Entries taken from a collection
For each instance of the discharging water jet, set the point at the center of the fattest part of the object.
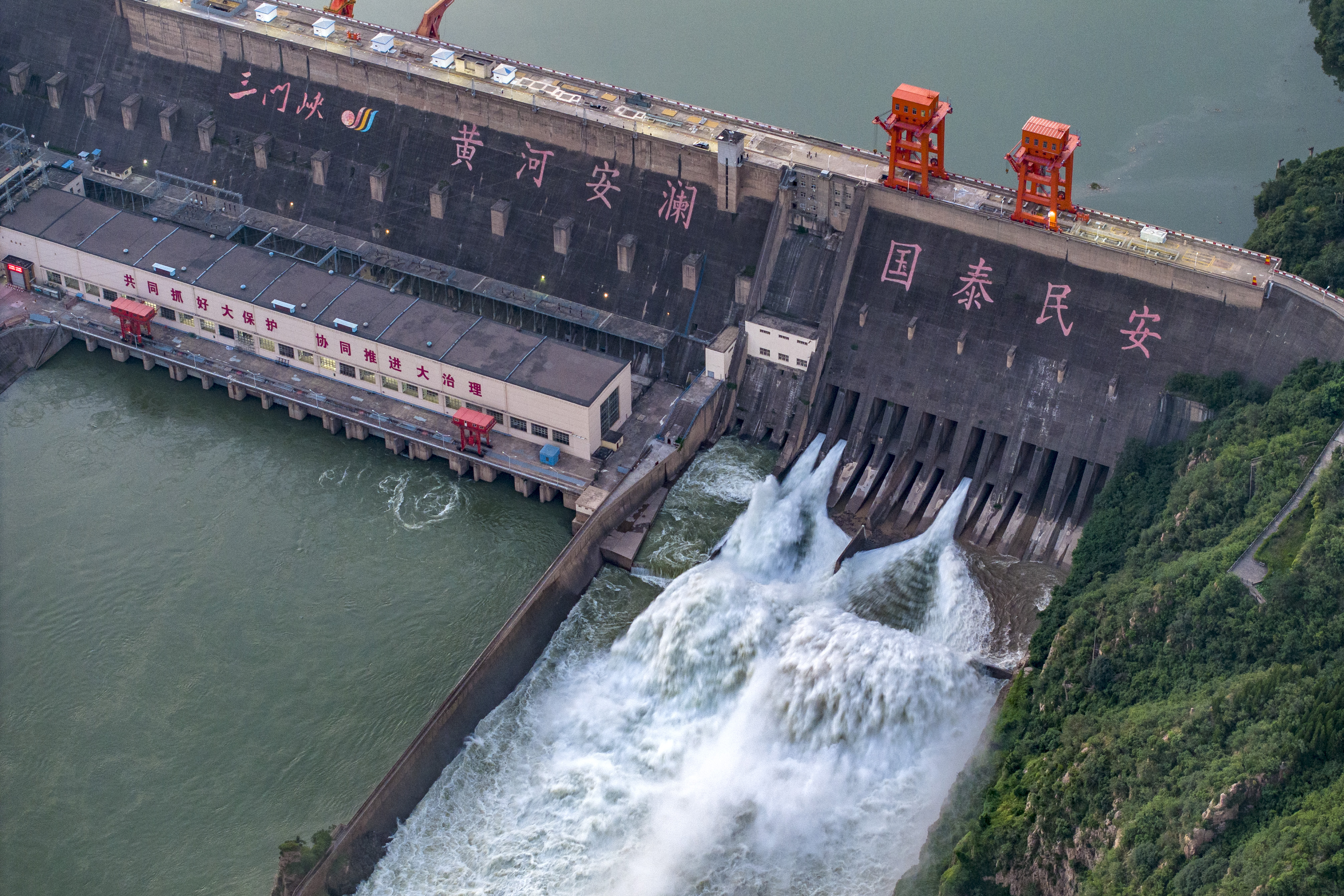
(767, 725)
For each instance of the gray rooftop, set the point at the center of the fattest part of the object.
(402, 322)
(798, 328)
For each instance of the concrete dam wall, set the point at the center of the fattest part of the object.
(940, 339)
(510, 199)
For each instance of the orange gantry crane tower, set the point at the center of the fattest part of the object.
(916, 136)
(429, 22)
(1045, 163)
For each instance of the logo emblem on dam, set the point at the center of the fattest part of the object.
(362, 120)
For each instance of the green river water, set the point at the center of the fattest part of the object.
(1183, 108)
(219, 626)
(222, 626)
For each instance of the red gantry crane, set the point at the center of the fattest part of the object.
(429, 22)
(1045, 166)
(916, 136)
(341, 9)
(472, 426)
(135, 319)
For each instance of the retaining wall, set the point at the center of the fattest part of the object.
(505, 663)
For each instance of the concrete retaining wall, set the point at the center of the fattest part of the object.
(25, 348)
(505, 663)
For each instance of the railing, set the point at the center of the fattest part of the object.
(320, 403)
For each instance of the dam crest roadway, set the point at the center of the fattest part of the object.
(730, 276)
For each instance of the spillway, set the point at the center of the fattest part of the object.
(763, 726)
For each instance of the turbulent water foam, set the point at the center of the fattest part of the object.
(763, 727)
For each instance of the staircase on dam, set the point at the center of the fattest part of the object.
(945, 340)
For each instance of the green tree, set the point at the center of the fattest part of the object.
(1302, 215)
(1328, 18)
(1174, 737)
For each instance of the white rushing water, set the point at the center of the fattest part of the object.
(763, 727)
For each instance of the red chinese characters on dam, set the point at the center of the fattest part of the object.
(1055, 296)
(468, 142)
(975, 285)
(901, 264)
(535, 162)
(1140, 334)
(279, 99)
(678, 205)
(603, 186)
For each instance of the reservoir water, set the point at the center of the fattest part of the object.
(1183, 108)
(219, 626)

#### [DESCRIPTION OF THE TASK]
Swap "fattest part" for "widest part" in the stretch of the material from the line containing "For each instance of the dam" through the end, and write out only that stretch with everything else unchanged.

#### [FINISHED ANSWER]
For each instance of the dam crest roadway, set the point at the center of the widest part of the object.
(730, 276)
For each instance of the spillway, set the point at the center of the widest part of the object.
(763, 726)
For each instance of the turbulent water foam, set the point at the center of the widest part of the object.
(763, 727)
For each instance of the staircase on dam, set the point at the center of the widest part of the object.
(945, 340)
For each instance of the green tree, set the point at the center of the widest part of the object.
(1302, 215)
(1328, 18)
(1174, 737)
For each instance of the white rushing water, set the point at the center of the widest part of the object.
(763, 727)
For each instance of the red chinese characters on dam, set the point at the center of the widest part of the object.
(1055, 296)
(468, 142)
(975, 285)
(901, 264)
(535, 162)
(1140, 334)
(279, 99)
(678, 205)
(603, 186)
For each instance of the reservoir water, set the point at the center of the widest part of the object.
(1183, 108)
(219, 626)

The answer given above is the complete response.